→ TRY IT
The lines to extract begin at the line that contains "Note: for every instance of the pool" and run through the last line of the listing; reproduce them exactly, minus any pictures.

→ DATASET EXTRACT
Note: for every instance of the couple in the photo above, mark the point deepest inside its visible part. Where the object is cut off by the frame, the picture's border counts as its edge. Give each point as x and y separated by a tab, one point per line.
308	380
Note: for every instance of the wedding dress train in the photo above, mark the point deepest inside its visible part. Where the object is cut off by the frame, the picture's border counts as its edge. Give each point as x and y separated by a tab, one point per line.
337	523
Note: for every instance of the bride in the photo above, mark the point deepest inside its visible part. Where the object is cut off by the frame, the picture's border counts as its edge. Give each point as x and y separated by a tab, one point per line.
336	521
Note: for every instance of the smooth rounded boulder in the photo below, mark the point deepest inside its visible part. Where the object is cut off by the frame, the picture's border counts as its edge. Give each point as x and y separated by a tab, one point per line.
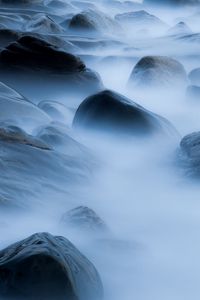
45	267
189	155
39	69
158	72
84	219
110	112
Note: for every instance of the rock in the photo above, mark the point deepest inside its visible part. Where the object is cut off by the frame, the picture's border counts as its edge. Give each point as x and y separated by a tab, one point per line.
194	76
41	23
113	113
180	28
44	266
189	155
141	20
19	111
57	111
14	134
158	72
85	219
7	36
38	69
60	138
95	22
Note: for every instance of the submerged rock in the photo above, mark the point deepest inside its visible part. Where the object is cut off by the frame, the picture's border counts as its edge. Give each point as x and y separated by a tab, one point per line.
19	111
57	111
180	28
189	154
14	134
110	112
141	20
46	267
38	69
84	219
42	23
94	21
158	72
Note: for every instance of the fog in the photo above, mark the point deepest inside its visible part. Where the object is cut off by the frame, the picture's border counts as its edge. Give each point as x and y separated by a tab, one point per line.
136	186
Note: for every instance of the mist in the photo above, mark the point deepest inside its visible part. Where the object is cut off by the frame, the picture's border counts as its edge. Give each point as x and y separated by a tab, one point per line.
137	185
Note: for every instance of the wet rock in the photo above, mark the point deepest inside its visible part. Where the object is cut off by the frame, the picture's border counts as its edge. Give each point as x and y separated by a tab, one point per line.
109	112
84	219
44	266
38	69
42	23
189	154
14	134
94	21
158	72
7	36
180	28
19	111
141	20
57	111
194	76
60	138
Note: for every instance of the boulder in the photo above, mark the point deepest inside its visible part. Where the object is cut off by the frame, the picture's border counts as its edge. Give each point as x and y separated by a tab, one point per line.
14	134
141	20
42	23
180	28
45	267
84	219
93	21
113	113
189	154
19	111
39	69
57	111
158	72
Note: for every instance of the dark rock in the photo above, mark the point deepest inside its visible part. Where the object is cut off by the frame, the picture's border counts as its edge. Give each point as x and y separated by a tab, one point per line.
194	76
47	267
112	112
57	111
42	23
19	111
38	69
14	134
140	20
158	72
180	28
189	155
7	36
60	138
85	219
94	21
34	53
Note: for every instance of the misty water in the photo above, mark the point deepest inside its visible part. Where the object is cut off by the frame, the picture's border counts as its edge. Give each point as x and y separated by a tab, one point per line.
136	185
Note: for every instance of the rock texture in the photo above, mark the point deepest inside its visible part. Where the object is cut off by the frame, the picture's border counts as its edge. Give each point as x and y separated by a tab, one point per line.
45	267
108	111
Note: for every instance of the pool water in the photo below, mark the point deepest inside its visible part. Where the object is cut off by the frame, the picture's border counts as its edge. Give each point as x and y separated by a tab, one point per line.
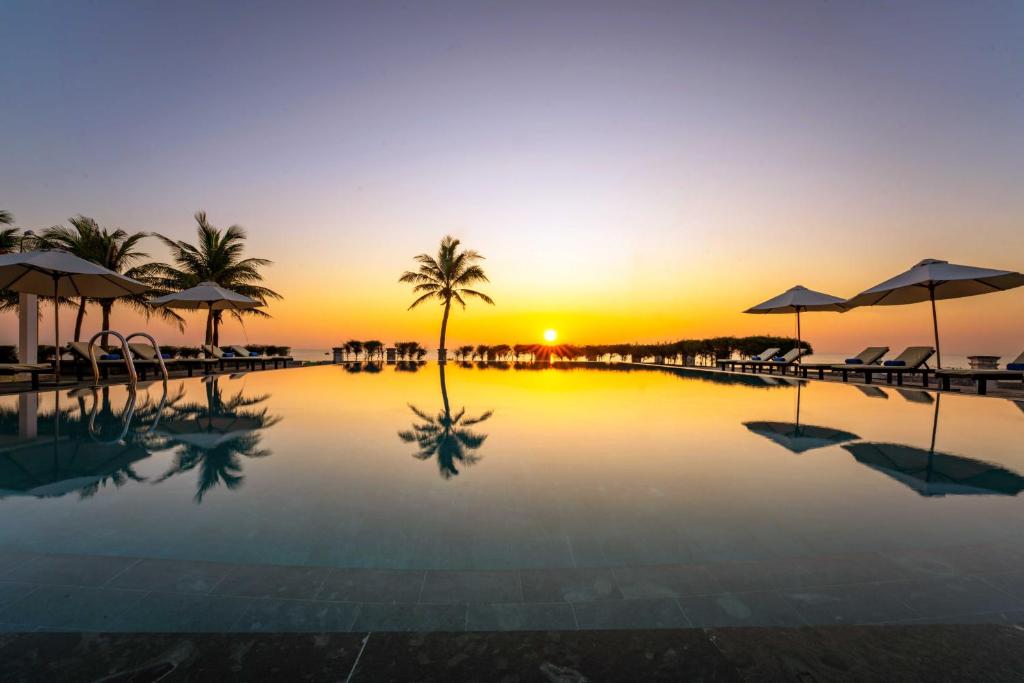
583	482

→ TASK SOLUTION
Note: for every instance of the pool water in the photo below, mark the point deepest inside its visible part. Where the object is cut off by the frame, the picture's border counts as its edge. Give each point as x and y separated by a tab, one point per line.
583	482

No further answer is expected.